The task
Each entry below should be printed exactly as given.

Records shown
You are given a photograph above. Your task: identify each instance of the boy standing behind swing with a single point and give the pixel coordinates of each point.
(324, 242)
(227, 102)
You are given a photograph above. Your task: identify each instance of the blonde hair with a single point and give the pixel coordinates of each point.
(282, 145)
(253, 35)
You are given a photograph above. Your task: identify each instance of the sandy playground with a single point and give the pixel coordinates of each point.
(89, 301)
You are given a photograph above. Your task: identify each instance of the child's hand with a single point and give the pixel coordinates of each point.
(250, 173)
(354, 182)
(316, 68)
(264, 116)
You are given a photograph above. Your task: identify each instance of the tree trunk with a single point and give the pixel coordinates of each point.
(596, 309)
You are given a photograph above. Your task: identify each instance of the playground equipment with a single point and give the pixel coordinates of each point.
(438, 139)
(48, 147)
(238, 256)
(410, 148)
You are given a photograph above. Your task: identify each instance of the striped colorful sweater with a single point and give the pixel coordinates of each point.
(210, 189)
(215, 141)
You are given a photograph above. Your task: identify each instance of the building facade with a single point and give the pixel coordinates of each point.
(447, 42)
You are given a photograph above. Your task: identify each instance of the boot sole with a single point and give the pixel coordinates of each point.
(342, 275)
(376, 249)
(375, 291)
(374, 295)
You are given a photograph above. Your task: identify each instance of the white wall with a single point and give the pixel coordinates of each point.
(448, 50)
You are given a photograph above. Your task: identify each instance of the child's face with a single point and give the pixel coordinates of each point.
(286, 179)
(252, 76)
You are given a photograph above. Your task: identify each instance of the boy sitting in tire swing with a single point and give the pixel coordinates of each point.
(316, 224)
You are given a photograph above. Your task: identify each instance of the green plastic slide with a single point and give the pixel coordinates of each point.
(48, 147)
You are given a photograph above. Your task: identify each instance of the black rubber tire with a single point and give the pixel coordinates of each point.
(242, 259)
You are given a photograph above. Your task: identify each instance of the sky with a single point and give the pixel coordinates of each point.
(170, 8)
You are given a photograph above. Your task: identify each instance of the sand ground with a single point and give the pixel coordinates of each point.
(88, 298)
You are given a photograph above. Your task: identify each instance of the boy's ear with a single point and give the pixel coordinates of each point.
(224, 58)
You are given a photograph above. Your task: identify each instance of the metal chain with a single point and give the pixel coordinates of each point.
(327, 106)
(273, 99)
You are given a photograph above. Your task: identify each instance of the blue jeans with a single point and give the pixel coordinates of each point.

Written solution
You are given a photograph above. Your task: identify each instance of the boy standing behind swing with a single point and give the pixel coordinates of each point.
(324, 242)
(227, 102)
You are given a photograph above. Your task: identify each instance of the blonde hair with a single point and give the pixel coordinates of each point.
(282, 145)
(253, 35)
You are given a photograph above. Your task: identify each instance of the sandy playground with a single point and give the pixel coordinates of each point.
(89, 301)
You are given a photograph above. Your task: identify each instance of the child's hand with a single point and give the pixel coordinates of each point.
(250, 173)
(354, 182)
(316, 68)
(264, 116)
You are given a photograph above. Your task: identify each instance of the tree trunk with a single point and give the pixel coordinates of each point.
(596, 309)
You are given a photograph above. Your task: identify each instance of the playground equipment with a single point and give the pixel coordinates of each point.
(438, 139)
(48, 147)
(238, 256)
(410, 148)
You are given a photograph above. Your task: identify each instance of the striped colorful sweater with a single point and give the pixel coordinates of each point.
(210, 189)
(215, 141)
You are given a photograph above. Your task: identify each instance of the building facade with a single point and give the pixel coordinates of each point.
(447, 42)
You are given a photograph above. Your task: identify each instance of the boot sole with a single point and give the pixel coordinates of each point.
(342, 275)
(376, 249)
(375, 291)
(374, 295)
You are given a photograph above. Your task: identify each instance of the white wall with a single point and give the pixel coordinates of each point.
(448, 50)
You are given a photograph above. Your task: identify each instance of the child's face with a single point and give the pixel coordinates of each point.
(286, 179)
(252, 76)
You are given a photograph above. Your task: identify each instance of the boy sitting in tire swing with a single point and give the pixel coordinates of each point.
(316, 224)
You are given a photograph above. Your task: identify each instance of the green plastic slide with a single point and give the pixel coordinates of each point.
(48, 147)
You are given a photograph above. Your task: identify each instance of the black rubber tire with a single point and give the pixel coordinates of each point.
(242, 259)
You are given a photograph above. Your task: identify each instance of the sky with a single point and give the pixel coordinates of each point.
(170, 8)
You are given a photograph above. Your task: identify each instance of the sand ground with a single point and give the pixel coordinates of each point.
(88, 298)
You are given a photograph above. Your task: identify each instance of the boy's ear with a single point and give the pixel coordinates of each point.
(224, 58)
You are given a photograph above. Your task: identify each instance of the metal chain with a single point and give the pixel coordinates of each point.
(327, 106)
(273, 99)
You are given a photograph above. Your task: identify each instance of the blue jeans with a single point and give the pixel coordinates of each point.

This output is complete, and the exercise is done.